START Document extract
With the increasing use of technology in many industries, there’s now a big disconnect in the U.S. between job openings and skills, and going back to school could set you up for a successful, high-paying career later in life.

Many of the job openings that are going unfilled require you to get more education. STEM jobs — which involve the fields of science, technology, engineering or math — are particularly hot right now. But going back to school can help you develop the necessary skills for a variety of industries, not just STEM jobs.

Read more: Top 10 jobs in demand right now

The good news…

Going back to school doesn’t necessarily mean getting burdened with thousands of dollars in student loan debt. According to a new report from Consumer Reports, many state universities and colleges allow older residents to take courses for free. Another option is taking online courses, which are available from tons of schools nationwide to pretty much anyone with an Internet connection (more info below).

Where to find free courses

Here’s a round-up of a few places older Americans can find and take college courses for free.

  • Michigan Technological University in Houghton, Michigan: Waives tuition for anyone 60 or older. Students can audit or take courses for credit.
     
  • The College of Wooster, in Wooster, Ohio: Allows community members of all ages to audit one course per semester for free (more info here). According to Consumer Reports, ‘Participants must receive approval from the provost and the teacher, and paying students get first dibs. But mature students are rarely turned away,’ a representative told CR.
END Document extract
● Required work:
Continue the article about free college courses for older Americans, starting right after its last sentence.
START Extracted material
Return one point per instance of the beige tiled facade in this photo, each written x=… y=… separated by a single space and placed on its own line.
END Extracted material
START Extracted material
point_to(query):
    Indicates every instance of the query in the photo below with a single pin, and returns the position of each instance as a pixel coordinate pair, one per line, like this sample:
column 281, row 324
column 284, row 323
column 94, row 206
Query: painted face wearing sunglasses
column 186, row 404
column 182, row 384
END Extracted material
● The answer:
     
  • The Bernard Osher Foundation: Endows more than 100 ‘lifelong learning’ programs for students 50 and older at educational institutions nationwide. At some schools, students pay as little as $35 per course. At one university, professors offer four- to eight-week courses for between $80 and $115.

Read more: Top 10 hot jobs and 20 best-paying college majors

Go back to school online for free

Colleges have been catering to online older adult students for a while now, offering lecture series on their websites and even on YouTube. And just a few years ago, massive open online courses — MOOCs — really began to take off and have taken the concept of online learning to new levels.

The opportunities to take online courses, very often for free, are becoming more available every year.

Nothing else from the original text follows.